Below are some entries; state how many of their lines contain the word "knee", with nothing else in the reply.

[Point-per-instance localization data]

------------------------------------------------------------

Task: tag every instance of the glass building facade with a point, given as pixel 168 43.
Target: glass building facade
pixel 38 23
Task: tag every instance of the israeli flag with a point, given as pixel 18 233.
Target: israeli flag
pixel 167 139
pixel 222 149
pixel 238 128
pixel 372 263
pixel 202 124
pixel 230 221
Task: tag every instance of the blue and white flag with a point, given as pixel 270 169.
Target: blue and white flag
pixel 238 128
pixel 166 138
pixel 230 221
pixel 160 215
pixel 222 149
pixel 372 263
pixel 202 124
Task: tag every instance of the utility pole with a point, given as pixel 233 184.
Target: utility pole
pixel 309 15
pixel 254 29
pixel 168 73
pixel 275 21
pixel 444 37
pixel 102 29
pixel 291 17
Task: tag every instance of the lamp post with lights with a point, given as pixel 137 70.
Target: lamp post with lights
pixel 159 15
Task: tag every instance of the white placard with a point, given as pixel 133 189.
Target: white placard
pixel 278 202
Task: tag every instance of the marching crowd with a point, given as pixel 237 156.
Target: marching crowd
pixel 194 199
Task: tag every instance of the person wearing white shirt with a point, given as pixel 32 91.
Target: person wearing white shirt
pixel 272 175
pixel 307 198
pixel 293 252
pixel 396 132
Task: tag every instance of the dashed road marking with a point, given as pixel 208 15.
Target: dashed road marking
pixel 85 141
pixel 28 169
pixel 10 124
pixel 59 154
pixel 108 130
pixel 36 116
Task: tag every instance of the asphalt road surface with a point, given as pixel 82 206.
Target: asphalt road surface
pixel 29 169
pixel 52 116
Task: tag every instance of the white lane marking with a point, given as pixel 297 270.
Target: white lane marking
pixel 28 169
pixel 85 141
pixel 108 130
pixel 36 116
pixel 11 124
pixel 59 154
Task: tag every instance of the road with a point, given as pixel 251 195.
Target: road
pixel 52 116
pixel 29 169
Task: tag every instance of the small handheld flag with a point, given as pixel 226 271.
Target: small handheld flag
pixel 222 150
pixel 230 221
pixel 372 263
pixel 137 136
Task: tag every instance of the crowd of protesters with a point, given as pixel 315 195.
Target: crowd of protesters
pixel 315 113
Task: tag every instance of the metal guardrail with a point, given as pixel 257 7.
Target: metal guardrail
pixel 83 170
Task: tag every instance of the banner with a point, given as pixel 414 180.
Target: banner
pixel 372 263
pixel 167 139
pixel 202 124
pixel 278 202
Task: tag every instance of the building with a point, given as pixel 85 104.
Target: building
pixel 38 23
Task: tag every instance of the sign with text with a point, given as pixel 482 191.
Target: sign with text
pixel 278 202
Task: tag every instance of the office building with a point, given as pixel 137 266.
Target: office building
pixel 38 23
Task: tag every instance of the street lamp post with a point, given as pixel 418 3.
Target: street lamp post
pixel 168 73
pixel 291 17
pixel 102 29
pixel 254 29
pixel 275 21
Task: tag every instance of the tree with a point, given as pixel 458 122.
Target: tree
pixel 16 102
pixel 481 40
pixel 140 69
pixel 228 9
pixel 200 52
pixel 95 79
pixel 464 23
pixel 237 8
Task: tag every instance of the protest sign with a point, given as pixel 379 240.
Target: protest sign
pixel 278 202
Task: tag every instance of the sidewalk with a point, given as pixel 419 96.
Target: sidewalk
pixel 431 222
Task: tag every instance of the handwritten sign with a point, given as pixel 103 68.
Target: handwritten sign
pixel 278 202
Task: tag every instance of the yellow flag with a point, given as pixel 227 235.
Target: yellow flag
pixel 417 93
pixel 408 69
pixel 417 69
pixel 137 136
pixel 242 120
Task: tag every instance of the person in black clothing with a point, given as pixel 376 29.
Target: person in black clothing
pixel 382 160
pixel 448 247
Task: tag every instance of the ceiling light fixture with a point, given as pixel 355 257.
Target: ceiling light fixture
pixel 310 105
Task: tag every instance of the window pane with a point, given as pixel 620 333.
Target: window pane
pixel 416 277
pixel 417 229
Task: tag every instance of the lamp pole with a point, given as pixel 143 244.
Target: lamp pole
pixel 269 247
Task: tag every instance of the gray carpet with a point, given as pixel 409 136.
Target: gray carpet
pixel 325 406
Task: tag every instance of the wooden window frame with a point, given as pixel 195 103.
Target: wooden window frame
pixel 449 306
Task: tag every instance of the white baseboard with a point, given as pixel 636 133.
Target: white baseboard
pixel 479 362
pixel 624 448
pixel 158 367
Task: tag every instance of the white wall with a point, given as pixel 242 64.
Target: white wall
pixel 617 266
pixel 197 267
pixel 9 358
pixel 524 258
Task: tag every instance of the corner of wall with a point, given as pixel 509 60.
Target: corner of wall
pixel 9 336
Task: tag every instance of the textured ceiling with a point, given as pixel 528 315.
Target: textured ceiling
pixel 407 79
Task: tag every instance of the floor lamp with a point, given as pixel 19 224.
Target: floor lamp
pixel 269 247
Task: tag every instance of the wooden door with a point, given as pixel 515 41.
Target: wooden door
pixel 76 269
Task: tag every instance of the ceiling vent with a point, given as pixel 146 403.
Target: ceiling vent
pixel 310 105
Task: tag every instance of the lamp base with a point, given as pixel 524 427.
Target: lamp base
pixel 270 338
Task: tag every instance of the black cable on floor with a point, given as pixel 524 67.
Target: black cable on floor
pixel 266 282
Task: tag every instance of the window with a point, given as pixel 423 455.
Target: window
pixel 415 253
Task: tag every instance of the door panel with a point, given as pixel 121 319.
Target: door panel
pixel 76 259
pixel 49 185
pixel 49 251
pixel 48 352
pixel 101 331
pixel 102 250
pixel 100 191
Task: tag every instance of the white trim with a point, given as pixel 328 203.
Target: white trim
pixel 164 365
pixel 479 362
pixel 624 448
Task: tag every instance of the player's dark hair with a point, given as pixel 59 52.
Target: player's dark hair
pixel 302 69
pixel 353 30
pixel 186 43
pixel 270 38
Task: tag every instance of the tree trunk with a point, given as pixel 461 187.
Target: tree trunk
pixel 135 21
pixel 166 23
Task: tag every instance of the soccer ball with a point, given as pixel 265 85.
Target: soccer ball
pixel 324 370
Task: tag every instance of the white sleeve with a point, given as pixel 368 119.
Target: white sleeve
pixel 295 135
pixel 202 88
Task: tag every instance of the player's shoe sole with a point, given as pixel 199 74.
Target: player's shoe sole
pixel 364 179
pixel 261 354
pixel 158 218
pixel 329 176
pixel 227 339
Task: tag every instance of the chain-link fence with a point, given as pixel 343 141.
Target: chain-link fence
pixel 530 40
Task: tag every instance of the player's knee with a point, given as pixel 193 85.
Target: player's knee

------------------------------------------------------------

Solution to the exercise: 2